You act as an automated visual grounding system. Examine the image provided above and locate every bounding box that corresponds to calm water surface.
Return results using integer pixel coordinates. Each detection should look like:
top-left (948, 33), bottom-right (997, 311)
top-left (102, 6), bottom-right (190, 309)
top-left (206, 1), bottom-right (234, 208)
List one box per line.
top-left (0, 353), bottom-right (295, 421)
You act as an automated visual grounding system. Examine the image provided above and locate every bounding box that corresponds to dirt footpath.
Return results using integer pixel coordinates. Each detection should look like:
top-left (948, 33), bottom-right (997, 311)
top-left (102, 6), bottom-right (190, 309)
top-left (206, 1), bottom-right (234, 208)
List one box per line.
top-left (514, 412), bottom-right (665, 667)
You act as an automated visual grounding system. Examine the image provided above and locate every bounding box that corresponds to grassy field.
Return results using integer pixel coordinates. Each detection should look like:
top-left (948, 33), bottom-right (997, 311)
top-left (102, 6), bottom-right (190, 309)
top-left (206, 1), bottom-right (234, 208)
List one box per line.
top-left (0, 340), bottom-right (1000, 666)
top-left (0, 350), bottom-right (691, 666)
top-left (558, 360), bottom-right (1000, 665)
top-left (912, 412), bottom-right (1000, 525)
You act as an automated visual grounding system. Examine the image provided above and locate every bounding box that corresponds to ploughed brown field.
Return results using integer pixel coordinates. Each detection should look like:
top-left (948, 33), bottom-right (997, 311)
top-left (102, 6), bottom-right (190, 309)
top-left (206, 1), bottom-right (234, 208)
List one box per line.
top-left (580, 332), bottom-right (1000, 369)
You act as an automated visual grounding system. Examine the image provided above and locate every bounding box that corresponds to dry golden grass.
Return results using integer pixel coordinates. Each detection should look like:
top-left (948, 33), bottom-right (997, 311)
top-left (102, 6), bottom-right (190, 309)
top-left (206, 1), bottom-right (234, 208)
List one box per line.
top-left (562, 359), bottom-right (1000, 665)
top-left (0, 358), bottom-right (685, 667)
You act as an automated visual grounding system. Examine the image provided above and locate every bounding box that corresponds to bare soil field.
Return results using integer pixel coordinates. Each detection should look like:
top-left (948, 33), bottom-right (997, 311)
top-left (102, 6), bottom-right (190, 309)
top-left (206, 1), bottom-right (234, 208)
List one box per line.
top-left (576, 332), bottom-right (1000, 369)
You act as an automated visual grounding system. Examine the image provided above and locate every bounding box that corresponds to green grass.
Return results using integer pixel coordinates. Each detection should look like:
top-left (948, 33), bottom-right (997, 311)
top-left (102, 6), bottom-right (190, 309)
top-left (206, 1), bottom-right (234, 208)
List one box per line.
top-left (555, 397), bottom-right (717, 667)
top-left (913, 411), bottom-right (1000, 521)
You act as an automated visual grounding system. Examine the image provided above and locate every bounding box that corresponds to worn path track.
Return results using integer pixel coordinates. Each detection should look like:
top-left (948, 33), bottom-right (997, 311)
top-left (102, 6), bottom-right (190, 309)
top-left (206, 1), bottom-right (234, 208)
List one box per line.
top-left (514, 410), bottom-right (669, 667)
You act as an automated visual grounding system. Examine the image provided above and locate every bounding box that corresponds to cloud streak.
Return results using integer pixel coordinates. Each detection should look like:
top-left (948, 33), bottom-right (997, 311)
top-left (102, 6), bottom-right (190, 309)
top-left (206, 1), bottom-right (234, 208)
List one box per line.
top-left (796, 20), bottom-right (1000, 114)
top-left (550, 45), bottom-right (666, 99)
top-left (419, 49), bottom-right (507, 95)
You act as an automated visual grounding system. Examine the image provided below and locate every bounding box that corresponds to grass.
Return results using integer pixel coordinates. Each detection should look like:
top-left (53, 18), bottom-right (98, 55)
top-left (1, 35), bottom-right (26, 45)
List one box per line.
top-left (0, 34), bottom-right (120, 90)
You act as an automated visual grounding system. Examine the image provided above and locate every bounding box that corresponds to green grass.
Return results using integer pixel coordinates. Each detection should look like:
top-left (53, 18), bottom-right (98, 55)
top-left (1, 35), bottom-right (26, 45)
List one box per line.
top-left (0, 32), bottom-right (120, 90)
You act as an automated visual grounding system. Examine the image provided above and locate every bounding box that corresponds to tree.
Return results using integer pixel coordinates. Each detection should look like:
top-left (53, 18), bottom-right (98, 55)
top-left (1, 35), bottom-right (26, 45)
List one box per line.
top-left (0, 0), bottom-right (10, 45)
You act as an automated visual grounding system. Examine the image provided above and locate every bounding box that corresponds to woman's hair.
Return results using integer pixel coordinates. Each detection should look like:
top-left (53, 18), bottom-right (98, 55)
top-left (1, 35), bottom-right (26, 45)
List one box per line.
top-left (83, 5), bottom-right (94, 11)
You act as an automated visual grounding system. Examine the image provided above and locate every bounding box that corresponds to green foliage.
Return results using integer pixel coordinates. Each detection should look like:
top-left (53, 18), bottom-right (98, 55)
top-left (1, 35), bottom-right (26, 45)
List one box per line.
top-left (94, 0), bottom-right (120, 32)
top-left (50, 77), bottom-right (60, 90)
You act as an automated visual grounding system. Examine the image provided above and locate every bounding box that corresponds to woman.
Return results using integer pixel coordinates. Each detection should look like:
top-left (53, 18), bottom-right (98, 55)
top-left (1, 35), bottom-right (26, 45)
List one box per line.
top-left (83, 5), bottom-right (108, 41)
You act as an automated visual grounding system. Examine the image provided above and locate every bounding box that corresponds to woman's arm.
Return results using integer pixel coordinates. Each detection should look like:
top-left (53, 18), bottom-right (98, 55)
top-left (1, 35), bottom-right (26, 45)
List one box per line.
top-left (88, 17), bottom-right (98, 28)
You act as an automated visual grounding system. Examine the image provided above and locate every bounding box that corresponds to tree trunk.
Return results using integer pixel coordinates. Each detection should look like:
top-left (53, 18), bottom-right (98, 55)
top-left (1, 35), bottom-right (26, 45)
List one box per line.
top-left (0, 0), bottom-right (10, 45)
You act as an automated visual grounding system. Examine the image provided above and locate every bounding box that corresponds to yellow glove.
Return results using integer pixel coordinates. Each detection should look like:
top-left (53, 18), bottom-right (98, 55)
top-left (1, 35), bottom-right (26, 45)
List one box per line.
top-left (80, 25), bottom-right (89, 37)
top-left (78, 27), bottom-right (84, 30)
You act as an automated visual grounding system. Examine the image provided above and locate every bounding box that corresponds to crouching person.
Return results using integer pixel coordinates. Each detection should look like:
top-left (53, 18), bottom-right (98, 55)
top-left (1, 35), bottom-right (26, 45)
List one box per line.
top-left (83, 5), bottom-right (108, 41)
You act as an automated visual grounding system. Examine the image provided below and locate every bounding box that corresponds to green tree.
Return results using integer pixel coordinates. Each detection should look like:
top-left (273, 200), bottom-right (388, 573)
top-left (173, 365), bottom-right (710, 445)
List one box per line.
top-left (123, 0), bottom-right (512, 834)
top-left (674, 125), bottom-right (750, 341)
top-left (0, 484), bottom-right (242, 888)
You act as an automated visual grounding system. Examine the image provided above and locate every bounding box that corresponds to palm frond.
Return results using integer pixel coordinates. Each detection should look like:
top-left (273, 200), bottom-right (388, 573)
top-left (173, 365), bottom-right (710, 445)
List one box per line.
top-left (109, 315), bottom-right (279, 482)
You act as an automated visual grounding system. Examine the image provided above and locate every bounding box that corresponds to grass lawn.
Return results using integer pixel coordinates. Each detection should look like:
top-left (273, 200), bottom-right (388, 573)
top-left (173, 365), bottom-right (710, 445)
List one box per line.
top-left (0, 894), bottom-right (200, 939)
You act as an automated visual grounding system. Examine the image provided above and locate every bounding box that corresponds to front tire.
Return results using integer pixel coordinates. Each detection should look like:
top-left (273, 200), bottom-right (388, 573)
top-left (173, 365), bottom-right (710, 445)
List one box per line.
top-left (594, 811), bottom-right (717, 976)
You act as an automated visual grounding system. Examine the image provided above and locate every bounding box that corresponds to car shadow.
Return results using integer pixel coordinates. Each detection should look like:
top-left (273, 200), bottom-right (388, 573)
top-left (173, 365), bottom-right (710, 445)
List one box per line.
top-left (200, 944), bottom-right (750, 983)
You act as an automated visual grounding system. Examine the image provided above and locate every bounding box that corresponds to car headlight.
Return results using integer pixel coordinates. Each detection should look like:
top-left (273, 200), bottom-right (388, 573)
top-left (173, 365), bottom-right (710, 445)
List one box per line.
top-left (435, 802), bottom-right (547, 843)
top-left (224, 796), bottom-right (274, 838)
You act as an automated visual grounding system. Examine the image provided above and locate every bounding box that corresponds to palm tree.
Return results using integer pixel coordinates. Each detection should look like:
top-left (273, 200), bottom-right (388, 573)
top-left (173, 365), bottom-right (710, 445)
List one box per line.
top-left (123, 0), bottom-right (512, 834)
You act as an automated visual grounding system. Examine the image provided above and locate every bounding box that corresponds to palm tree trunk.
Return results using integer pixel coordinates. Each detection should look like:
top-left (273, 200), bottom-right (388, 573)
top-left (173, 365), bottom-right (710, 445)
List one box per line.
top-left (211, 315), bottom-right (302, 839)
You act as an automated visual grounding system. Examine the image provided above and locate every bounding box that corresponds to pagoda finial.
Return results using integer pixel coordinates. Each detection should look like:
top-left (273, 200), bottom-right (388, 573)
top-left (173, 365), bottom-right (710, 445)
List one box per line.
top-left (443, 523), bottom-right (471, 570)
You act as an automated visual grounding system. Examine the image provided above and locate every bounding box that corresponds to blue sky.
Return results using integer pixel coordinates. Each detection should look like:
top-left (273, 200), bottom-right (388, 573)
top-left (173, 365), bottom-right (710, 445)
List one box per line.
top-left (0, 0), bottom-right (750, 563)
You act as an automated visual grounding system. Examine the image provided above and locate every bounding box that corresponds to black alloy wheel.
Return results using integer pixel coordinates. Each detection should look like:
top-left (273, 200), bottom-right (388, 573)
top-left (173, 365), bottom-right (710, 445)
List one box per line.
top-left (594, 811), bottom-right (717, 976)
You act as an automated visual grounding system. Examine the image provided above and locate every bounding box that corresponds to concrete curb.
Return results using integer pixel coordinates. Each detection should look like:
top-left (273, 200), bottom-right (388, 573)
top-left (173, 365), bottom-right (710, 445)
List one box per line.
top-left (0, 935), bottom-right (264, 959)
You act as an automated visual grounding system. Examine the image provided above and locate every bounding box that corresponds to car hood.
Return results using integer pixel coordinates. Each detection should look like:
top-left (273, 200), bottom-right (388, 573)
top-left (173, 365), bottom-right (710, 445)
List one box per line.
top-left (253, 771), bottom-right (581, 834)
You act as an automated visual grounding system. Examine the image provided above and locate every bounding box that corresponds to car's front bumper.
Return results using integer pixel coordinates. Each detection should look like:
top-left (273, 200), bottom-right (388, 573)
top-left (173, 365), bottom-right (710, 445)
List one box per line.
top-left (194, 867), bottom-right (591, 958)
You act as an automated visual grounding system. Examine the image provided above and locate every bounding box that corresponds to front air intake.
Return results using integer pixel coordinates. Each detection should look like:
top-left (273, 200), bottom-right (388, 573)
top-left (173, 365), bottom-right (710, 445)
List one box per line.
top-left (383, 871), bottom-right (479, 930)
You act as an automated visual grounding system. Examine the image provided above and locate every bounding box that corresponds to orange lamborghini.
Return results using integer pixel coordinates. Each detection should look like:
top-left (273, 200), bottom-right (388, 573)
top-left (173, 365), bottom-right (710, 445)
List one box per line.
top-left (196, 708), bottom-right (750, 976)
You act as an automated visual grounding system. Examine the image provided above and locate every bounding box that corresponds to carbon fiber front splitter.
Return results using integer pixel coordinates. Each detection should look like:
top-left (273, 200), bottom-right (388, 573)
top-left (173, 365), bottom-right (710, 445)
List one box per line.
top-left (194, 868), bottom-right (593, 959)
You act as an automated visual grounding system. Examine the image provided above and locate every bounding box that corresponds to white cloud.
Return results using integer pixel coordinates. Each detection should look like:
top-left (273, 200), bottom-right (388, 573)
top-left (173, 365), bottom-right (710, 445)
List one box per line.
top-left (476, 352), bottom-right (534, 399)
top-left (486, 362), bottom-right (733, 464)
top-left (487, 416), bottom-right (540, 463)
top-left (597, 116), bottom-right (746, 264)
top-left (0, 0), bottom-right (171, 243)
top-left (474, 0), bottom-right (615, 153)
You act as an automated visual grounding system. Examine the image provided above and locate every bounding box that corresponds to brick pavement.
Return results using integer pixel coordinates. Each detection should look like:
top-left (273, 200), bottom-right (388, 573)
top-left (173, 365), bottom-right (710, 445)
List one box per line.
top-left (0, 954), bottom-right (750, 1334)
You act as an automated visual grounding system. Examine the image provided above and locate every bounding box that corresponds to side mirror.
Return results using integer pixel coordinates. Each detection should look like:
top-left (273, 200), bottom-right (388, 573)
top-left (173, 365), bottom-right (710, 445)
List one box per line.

# Set task
Which lines in the material above contain the word "front"? Report each of them in full, one per line.

# Exercise response
You act as an automated visual grounding system. Examine the image provided above and locate every bounding box that corresponds to front tire.
You act as an automated visual grounding system. Examine the image provided above and locate every bounding box that corresponds to car's front bumper.
You act as an automated visual grounding system. Examine the image provided above and locate every bounding box that corresponds to front air intake.
You act as an automated visual grounding system. Examine the image provided above and locate every bounding box that corresponds to carbon fiber front splitter.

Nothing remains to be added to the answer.